Activity:
Find the line with "parts: an instance" in the entries below, then reproduce it and every line after it down to and including the line with "units: whole-pixel coordinates, x", exactly.

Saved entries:
◇ ◇ ◇

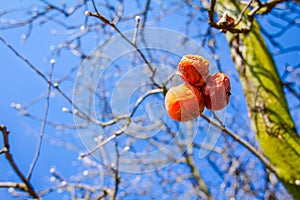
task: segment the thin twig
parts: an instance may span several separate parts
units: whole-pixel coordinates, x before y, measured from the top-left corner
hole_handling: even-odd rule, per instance
[[[130,123],[131,123],[131,118],[133,117],[133,115],[135,114],[136,110],[138,109],[139,105],[150,95],[152,94],[157,94],[157,93],[162,93],[163,89],[154,89],[154,90],[150,90],[148,92],[146,92],[143,96],[139,97],[138,100],[135,102],[134,107],[131,111],[131,113],[129,115],[127,115],[127,123],[118,131],[114,132],[113,135],[111,135],[110,137],[106,138],[105,140],[103,140],[102,142],[100,142],[99,144],[97,144],[93,149],[91,149],[89,152],[85,153],[85,154],[81,154],[80,158],[84,158],[86,156],[89,156],[91,154],[93,154],[94,152],[96,152],[99,147],[105,145],[106,143],[110,142],[111,140],[115,139],[116,137],[118,137],[119,135],[122,135],[126,129],[129,127]]]
[[[116,165],[115,165],[115,169],[113,169],[114,171],[114,179],[115,179],[115,186],[114,189],[112,191],[112,196],[111,196],[111,200],[115,200],[117,197],[117,193],[118,193],[118,189],[119,189],[119,184],[120,184],[120,177],[119,177],[119,159],[120,159],[120,153],[119,153],[119,149],[118,149],[118,143],[115,144],[115,149],[116,149]]]
[[[205,119],[208,123],[214,125],[215,127],[217,127],[218,129],[222,130],[223,133],[228,134],[230,137],[232,137],[235,141],[237,141],[238,143],[240,143],[242,146],[244,146],[245,148],[247,148],[250,152],[253,153],[253,155],[255,155],[262,163],[264,163],[264,165],[273,173],[277,173],[277,168],[272,165],[272,163],[259,151],[257,150],[254,146],[252,146],[250,143],[248,143],[246,140],[244,140],[243,138],[241,138],[240,136],[238,136],[237,134],[233,133],[232,131],[228,130],[225,127],[222,127],[218,122],[215,122],[213,120],[211,120],[209,117],[207,117],[204,114],[201,114],[201,117],[203,119]]]
[[[286,82],[281,82],[281,84],[286,87],[295,97],[300,99],[300,93],[297,93],[297,91],[291,86],[291,84],[286,83]]]
[[[139,30],[139,24],[140,24],[141,18],[140,16],[135,17],[135,29],[133,33],[132,43],[136,46],[136,38]]]
[[[95,12],[96,12],[96,13],[99,13],[99,11],[98,11],[98,9],[97,9],[97,6],[96,6],[94,0],[92,0],[92,3],[93,3],[93,7],[94,7]]]
[[[48,84],[51,85],[51,87],[53,87],[54,89],[56,89],[56,91],[62,95],[65,100],[74,107],[74,110],[76,110],[76,112],[74,111],[72,114],[77,115],[78,117],[81,118],[85,118],[88,121],[101,125],[102,127],[105,126],[109,126],[112,124],[115,124],[116,122],[126,118],[127,116],[119,116],[117,118],[114,118],[108,122],[102,122],[99,121],[97,119],[93,119],[91,118],[89,115],[85,114],[83,111],[81,111],[81,109],[73,103],[72,99],[70,97],[68,97],[59,87],[59,84],[56,83],[52,83],[50,80],[48,80],[48,78],[40,71],[38,70],[37,67],[35,67],[28,59],[26,59],[24,56],[22,56],[16,49],[14,49],[8,42],[6,42],[2,37],[0,37],[0,41],[3,42],[18,58],[20,58],[22,61],[24,61],[35,73],[37,73],[40,77],[42,77],[42,79]]]
[[[188,166],[191,170],[191,173],[193,174],[195,179],[197,179],[198,186],[201,189],[201,192],[203,193],[203,194],[199,193],[199,196],[203,197],[203,195],[205,195],[205,199],[210,200],[210,199],[212,199],[212,197],[211,197],[211,195],[208,191],[207,185],[204,182],[203,178],[201,177],[201,175],[195,165],[194,159],[193,159],[193,148],[194,148],[193,145],[189,145],[187,147],[187,151],[185,151],[183,155],[185,157],[186,163],[188,164]]]
[[[234,24],[234,26],[231,26],[231,25],[228,25],[225,23],[218,24],[214,21],[216,0],[211,0],[210,7],[207,10],[209,25],[211,27],[223,30],[223,32],[229,31],[231,33],[244,33],[244,34],[249,33],[253,26],[254,16],[258,13],[259,10],[261,10],[262,8],[267,8],[266,11],[260,13],[260,14],[266,14],[266,13],[270,12],[277,4],[282,3],[284,1],[288,1],[288,0],[271,0],[266,3],[261,3],[259,0],[256,0],[258,5],[255,6],[252,10],[250,10],[249,13],[247,14],[248,22],[249,22],[248,27],[235,28],[242,21],[242,18],[244,16],[245,12],[247,11],[247,9],[250,7],[252,1],[253,0],[250,0],[248,2],[248,4],[242,9],[242,11],[237,19],[237,22]]]
[[[31,64],[29,60],[26,59],[24,56],[22,56],[17,50],[15,50],[8,42],[6,42],[6,40],[0,37],[0,41],[3,42],[17,57],[23,60],[35,73],[37,73],[40,77],[42,77],[44,81],[52,85],[52,83],[47,79],[47,77],[40,70],[38,70],[33,64]]]
[[[24,183],[17,182],[0,182],[0,188],[16,188],[24,192],[28,192],[27,186]]]
[[[147,0],[146,2],[146,5],[145,5],[145,9],[144,11],[142,12],[143,14],[143,22],[142,22],[142,28],[145,28],[146,26],[146,21],[147,21],[147,16],[148,16],[148,11],[150,10],[150,3],[151,3],[151,0]]]
[[[96,13],[92,13],[90,11],[86,11],[85,14],[87,16],[91,16],[91,17],[96,17],[98,19],[100,19],[103,23],[111,26],[115,31],[117,31],[117,33],[120,34],[120,36],[126,41],[128,42],[132,47],[134,47],[134,49],[138,52],[138,54],[141,56],[141,58],[143,59],[143,61],[146,63],[147,67],[149,68],[149,70],[151,71],[151,76],[149,77],[151,82],[153,83],[153,85],[155,85],[157,88],[161,88],[161,86],[156,83],[156,81],[154,80],[154,76],[156,73],[156,69],[153,68],[151,66],[151,63],[147,60],[146,56],[144,55],[144,53],[137,47],[136,44],[134,44],[130,39],[128,39],[123,33],[122,31],[111,21],[109,21],[106,17],[104,17],[103,15],[101,15],[99,12]]]
[[[105,140],[103,140],[102,142],[100,142],[99,144],[97,144],[97,146],[95,146],[93,149],[91,149],[89,152],[85,153],[85,154],[81,154],[79,156],[80,159],[86,157],[86,156],[90,156],[93,153],[95,153],[101,146],[105,145],[106,143],[110,142],[111,140],[115,139],[117,137],[116,132],[109,136],[108,138],[106,138]]]
[[[52,73],[53,73],[53,69],[54,69],[54,62],[51,63],[51,71],[49,74],[49,80],[50,82],[52,82]],[[45,127],[47,124],[47,117],[48,117],[48,111],[49,111],[49,102],[50,102],[50,94],[51,94],[51,84],[48,84],[48,91],[47,91],[47,96],[46,96],[46,104],[45,104],[45,111],[44,111],[44,116],[43,116],[43,120],[42,120],[42,124],[41,124],[41,130],[40,130],[40,134],[39,134],[39,141],[38,141],[38,145],[37,145],[37,149],[35,152],[35,156],[33,158],[33,161],[30,165],[28,174],[27,174],[27,180],[30,180],[32,173],[33,173],[33,169],[39,159],[40,153],[41,153],[41,147],[42,147],[42,142],[43,142],[43,136],[45,133]]]
[[[222,122],[222,120],[220,120],[220,119],[218,118],[218,116],[216,115],[216,113],[215,113],[214,111],[211,111],[211,113],[213,114],[214,119],[217,120],[217,122],[219,122],[220,126],[221,126],[222,128],[225,128],[224,123]]]
[[[246,12],[246,10],[249,8],[253,0],[250,0],[247,5],[243,8],[242,12],[240,13],[239,17],[237,18],[236,22],[234,23],[234,26],[239,25],[239,23],[242,21],[243,15]]]
[[[32,187],[31,183],[29,182],[29,180],[27,180],[25,178],[25,176],[23,175],[23,173],[21,172],[21,170],[19,169],[19,167],[17,166],[17,164],[15,163],[13,156],[10,152],[10,146],[9,146],[9,141],[8,141],[8,134],[9,132],[6,129],[6,126],[1,125],[0,126],[0,131],[2,132],[2,136],[3,136],[3,142],[4,142],[4,148],[6,149],[5,151],[5,157],[8,160],[10,166],[14,169],[14,171],[17,173],[18,177],[23,181],[23,183],[26,185],[27,187],[27,192],[34,198],[34,199],[39,199],[39,196],[37,195],[37,193],[35,192],[34,188]]]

◇ ◇ ◇

Task output:
parts: an instance may span several separate parts
units: whole-pixel coordinates, x before y, measured from the top-left corner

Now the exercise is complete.